§ **SUPPLIED TEXT**:
· · · · ·

Figure 4. Tregs are adjacent to CXCL13⁺CD4⁺ T cells.

(A) Workflow for CODEX imaging and analysis of skin tertiary lymphoid structures (TLSs) in patients with pemphigus (n = 9). (B) Six representative markers (left) for FoxP3 (red), CD4 (magenta), CD20 (cyan), HLA-DR (green), CXCL13 (white), and CD8 (blue) and a representative Voronoi diagram (right) of the TLSs after cell mapping. (C) Frequency of PD-1⁺ and ICOS⁺ cells in CXCL13⁺ versus CXCL13^– CD4⁺ Tm cells. Paired t tests were used to compare values for 2-variable plots. *P < 0.05. (D) Densities of Tregs, HLA-DR⁺ cells, CD8⁺ T cells, and B cells based on their distance from the center of CXCL13⁺ versus CXCL13^– CD4⁺ Tm cells. Wilcoxon matched-pairs signed-rank test. *P < 0.05. (E) Frequencies of Tregs, HLA-DR⁺ cells, CD8⁺ T cells, and B cells adjacent to CXCL13⁺ versus CXCL13^– CD4⁺ Tm cells in TLSs. Paired t tests were used to compare values for 2-variable plots. *P < 0.05. (F) Representative figures highlighting CXCL13⁺CD4⁺ Tm cells (red) and Tregs (yellow) in the Voronoi diagram. (G) Frequencies of marker-positive cells in Tregs adjacent to CXCL13⁺ versus CXCL13^– CD4⁺ Tm cells. Data are shown as the mean ± SD.

Figure 5. The production of CXCL13 in CD4⁺ T cells is increased by Tregs.

· · · · ·

§ **DATA FOR REVIEW**:
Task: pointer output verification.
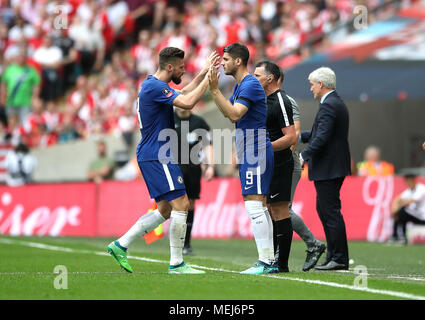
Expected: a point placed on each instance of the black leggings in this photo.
(402, 218)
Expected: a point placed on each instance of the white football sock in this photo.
(177, 233)
(144, 224)
(262, 230)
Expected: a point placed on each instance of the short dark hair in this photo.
(238, 50)
(169, 55)
(271, 68)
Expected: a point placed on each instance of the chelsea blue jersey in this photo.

· · · · ·

§ **WHAT NEEDS TO BE DONE**: Using the figure legend, explain in one to three sentences what the paired t tests in panels C and E were used for. The data above come from a source unrelated to the figure legend.

§ **ANSWER AREA**: In panels C and E, paired t tests were used to compare values for 2-variable plots. Panel C compares the frequency of PD-1⁺ and ICOS⁺ cells in CXCL13⁺ versus CXCL13^– CD4⁺ Tm cells. Panel E compares the frequencies of Tregs, HLA-DR⁺ cells, CD8⁺ T cells, and B cells adjacent to those two groups, with *P < 0.05 marking significance.